| WHAT THE EXERCISE ASKS |
Write out the complete material exactly as it stands.

| RECORDS SHOWN |
▼

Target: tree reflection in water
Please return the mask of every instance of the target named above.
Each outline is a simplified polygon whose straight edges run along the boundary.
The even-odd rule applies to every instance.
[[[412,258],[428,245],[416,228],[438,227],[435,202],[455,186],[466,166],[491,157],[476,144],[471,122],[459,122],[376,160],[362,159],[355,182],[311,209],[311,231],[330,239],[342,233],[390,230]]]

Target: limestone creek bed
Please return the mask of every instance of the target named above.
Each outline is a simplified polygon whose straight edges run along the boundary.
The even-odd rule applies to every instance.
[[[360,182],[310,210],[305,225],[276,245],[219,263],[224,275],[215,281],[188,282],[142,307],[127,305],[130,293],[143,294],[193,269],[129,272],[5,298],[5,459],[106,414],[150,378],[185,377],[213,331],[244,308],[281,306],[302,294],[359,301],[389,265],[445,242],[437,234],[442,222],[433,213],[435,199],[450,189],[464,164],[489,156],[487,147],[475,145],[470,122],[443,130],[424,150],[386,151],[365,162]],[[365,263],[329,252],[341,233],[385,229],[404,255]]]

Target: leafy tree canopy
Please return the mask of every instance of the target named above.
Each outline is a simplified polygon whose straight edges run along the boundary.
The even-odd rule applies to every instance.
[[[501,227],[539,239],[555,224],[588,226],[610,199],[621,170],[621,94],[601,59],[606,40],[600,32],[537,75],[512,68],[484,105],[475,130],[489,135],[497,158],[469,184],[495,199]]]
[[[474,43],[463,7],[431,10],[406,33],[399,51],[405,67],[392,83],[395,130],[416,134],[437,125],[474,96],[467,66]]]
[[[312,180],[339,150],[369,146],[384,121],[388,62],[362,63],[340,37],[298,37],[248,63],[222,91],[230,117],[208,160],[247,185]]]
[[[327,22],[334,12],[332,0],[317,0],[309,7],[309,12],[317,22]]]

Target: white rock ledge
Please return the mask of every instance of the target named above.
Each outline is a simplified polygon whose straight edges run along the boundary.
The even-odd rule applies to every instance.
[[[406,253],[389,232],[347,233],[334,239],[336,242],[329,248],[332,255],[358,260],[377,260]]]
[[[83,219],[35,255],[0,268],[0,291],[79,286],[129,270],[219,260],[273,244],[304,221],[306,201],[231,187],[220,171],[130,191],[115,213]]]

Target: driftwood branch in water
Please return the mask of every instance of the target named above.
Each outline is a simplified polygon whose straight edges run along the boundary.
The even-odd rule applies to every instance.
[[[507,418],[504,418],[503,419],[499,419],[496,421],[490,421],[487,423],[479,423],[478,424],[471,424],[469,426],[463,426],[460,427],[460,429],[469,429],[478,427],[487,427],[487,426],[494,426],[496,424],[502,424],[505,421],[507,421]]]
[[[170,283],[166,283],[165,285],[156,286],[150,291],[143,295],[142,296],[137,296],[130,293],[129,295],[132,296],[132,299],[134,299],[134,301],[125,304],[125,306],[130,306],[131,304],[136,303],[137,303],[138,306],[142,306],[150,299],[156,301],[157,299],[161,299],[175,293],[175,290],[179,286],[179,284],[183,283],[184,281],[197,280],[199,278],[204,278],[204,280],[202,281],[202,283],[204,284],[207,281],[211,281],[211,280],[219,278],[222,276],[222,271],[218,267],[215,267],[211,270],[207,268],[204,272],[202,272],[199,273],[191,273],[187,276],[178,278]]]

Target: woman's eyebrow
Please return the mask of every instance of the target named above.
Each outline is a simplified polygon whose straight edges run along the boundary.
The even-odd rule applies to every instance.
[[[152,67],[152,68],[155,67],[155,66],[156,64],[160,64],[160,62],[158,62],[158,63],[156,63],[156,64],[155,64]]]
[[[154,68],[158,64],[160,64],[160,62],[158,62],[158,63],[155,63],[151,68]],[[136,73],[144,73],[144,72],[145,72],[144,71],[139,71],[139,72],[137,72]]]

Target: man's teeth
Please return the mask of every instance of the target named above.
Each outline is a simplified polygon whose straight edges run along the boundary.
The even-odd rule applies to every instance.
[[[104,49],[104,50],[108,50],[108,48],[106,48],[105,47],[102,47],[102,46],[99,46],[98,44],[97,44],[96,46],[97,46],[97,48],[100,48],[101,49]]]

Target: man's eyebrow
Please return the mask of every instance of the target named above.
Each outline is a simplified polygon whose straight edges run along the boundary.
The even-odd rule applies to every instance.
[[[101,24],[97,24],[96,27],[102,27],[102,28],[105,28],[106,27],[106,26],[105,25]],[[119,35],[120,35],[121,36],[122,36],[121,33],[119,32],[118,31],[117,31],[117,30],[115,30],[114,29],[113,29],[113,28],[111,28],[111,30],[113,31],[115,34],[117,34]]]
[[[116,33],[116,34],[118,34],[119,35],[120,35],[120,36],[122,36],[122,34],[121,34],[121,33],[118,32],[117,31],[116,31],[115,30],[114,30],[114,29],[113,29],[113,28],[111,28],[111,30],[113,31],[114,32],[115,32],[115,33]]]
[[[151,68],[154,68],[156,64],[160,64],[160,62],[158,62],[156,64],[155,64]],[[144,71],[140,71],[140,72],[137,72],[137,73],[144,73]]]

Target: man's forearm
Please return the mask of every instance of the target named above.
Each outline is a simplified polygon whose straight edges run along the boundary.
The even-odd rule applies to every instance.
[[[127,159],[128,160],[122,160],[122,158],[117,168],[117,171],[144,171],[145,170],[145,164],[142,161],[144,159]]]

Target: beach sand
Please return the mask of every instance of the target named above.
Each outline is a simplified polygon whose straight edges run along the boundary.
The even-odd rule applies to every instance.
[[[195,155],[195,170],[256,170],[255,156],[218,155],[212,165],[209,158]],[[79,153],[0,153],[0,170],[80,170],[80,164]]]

▲

| RESPONSE TO THE EXERCISE |
Target: tree reflection in water
Please return the mask of every instance of the target named above.
Each outline is a simplified polygon whose straight edges run along the boundary.
The even-odd rule applies to every instance.
[[[412,258],[428,245],[416,228],[438,227],[435,202],[455,186],[466,166],[491,157],[476,144],[471,122],[459,122],[376,160],[362,159],[355,182],[311,209],[311,231],[330,239],[342,233],[390,230]]]

Target: limestone creek bed
Please return the mask of every instance of the target named above.
Each outline is a simplified polygon whose straight edges run along the boundary.
The even-odd rule applies to every instance.
[[[360,182],[310,210],[305,225],[276,245],[219,263],[224,275],[215,281],[188,282],[142,307],[127,305],[130,293],[143,294],[193,269],[129,272],[5,298],[5,459],[106,414],[150,378],[185,377],[213,331],[244,308],[281,306],[302,294],[359,301],[389,265],[445,242],[437,234],[442,222],[433,213],[435,199],[450,189],[464,164],[489,156],[487,147],[475,145],[470,122],[443,130],[424,150],[386,151],[365,162]],[[365,263],[329,252],[341,233],[385,229],[404,255]]]

Target: leafy tree canopy
Please return the mask of every instance of the target named above.
Each outline is a simplified polygon whose straight edges run along the boundary.
The even-odd rule applies to every instance.
[[[501,227],[539,239],[555,224],[588,226],[610,199],[621,170],[621,94],[601,59],[606,40],[600,32],[537,75],[512,68],[484,105],[475,130],[489,135],[497,158],[469,184],[495,199]]]
[[[474,43],[463,7],[431,10],[406,33],[399,51],[405,67],[392,83],[395,130],[416,134],[437,125],[474,96],[467,66]]]
[[[312,180],[339,150],[369,146],[384,121],[388,62],[362,63],[340,37],[298,37],[248,63],[222,91],[230,117],[208,160],[247,185]]]
[[[327,22],[334,12],[332,0],[317,0],[309,7],[309,12],[317,22]]]

Target: white rock ledge
Please return the mask of every instance of the target named above.
Each outline is a simplified polygon whose straight edges run along the boundary.
The even-odd rule applies to every instance.
[[[406,253],[389,232],[347,233],[334,239],[336,242],[329,248],[332,255],[358,260],[377,260]]]
[[[83,219],[35,255],[0,268],[0,291],[79,286],[129,270],[219,260],[273,244],[304,221],[306,201],[231,187],[220,171],[130,191],[115,213]]]

Target: driftwood branch in water
Please return the mask of every instance of the target named above.
Each outline is a simplified polygon whose straight edges run along the boundary.
The even-odd rule applies to every instance.
[[[507,418],[504,418],[503,419],[499,419],[496,421],[490,421],[487,423],[479,423],[478,424],[471,424],[469,426],[463,426],[460,427],[460,429],[469,429],[478,427],[487,427],[487,426],[494,426],[496,424],[502,424],[505,421],[507,421]]]
[[[170,283],[166,283],[165,285],[156,286],[150,291],[143,295],[142,296],[137,296],[130,293],[129,295],[132,296],[132,299],[134,299],[134,301],[125,304],[125,306],[130,306],[131,304],[136,303],[137,303],[138,306],[142,306],[150,299],[156,301],[157,299],[161,299],[175,293],[175,290],[179,286],[179,284],[183,283],[184,281],[197,280],[199,278],[204,278],[204,280],[202,281],[202,283],[204,284],[207,281],[211,281],[211,280],[219,278],[222,276],[222,271],[218,267],[215,267],[211,270],[207,268],[204,272],[202,272],[199,273],[191,273],[187,276],[178,278]]]

Target: woman's eyebrow
Please return the mask of every instance of the target named above.
Each outline is a simplified polygon whose straight edges run along the boundary.
The even-odd rule applies to every instance.
[[[152,67],[152,68],[155,67],[155,66],[156,64],[160,64],[160,62],[158,62],[158,63],[156,63],[156,64],[155,64]]]
[[[154,68],[158,64],[160,64],[160,62],[158,62],[158,63],[155,63],[151,68]],[[136,73],[144,73],[144,72],[145,72],[144,71],[139,71],[139,72],[137,72]]]

Target: man's teeth
Please return the mask of every instance of the target named above.
Each outline is a simplified polygon whose straight edges run along the boundary.
The even-odd rule applies to every instance.
[[[104,49],[104,50],[108,50],[108,48],[106,48],[105,47],[102,47],[102,46],[99,46],[98,44],[97,44],[96,46],[97,46],[97,48],[100,48],[101,49]]]

Target: man's eyebrow
Please return the mask of every instance of the target named above.
Each outline is a simplified polygon whose straight edges run along the boundary.
The even-odd rule applies to every instance.
[[[101,24],[97,24],[96,27],[102,27],[102,28],[105,28],[106,27],[106,26],[105,25]],[[119,35],[120,35],[121,36],[122,36],[121,33],[119,32],[118,31],[117,31],[117,30],[115,30],[114,29],[113,29],[113,28],[111,28],[111,30],[113,31],[115,34],[117,34]]]
[[[116,33],[116,34],[118,34],[119,35],[120,35],[120,36],[122,36],[122,34],[121,34],[121,33],[118,32],[117,31],[116,31],[115,30],[114,30],[114,29],[113,29],[113,28],[111,28],[111,30],[113,31],[114,32],[115,32],[115,33]]]
[[[151,68],[154,68],[156,64],[160,64],[160,62],[158,62],[156,64],[155,64]],[[144,71],[140,71],[140,72],[137,72],[137,73],[144,73]]]

Target: man's forearm
Please return the mask of every instance of the target named above.
Each outline is a simplified polygon whose straight edges run along the boundary.
The even-odd rule applies to every instance.
[[[127,159],[128,160],[122,160],[122,158],[117,168],[117,171],[144,171],[145,170],[145,164],[142,161],[144,159]]]

Target: beach sand
Please return the mask of every instance of the target named above.
Each outline is a simplified polygon whose straight edges run along the boundary.
The even-odd rule applies to every instance.
[[[195,155],[195,170],[256,170],[255,156],[218,155],[212,165],[209,158]],[[79,153],[0,153],[0,170],[80,170],[80,164]]]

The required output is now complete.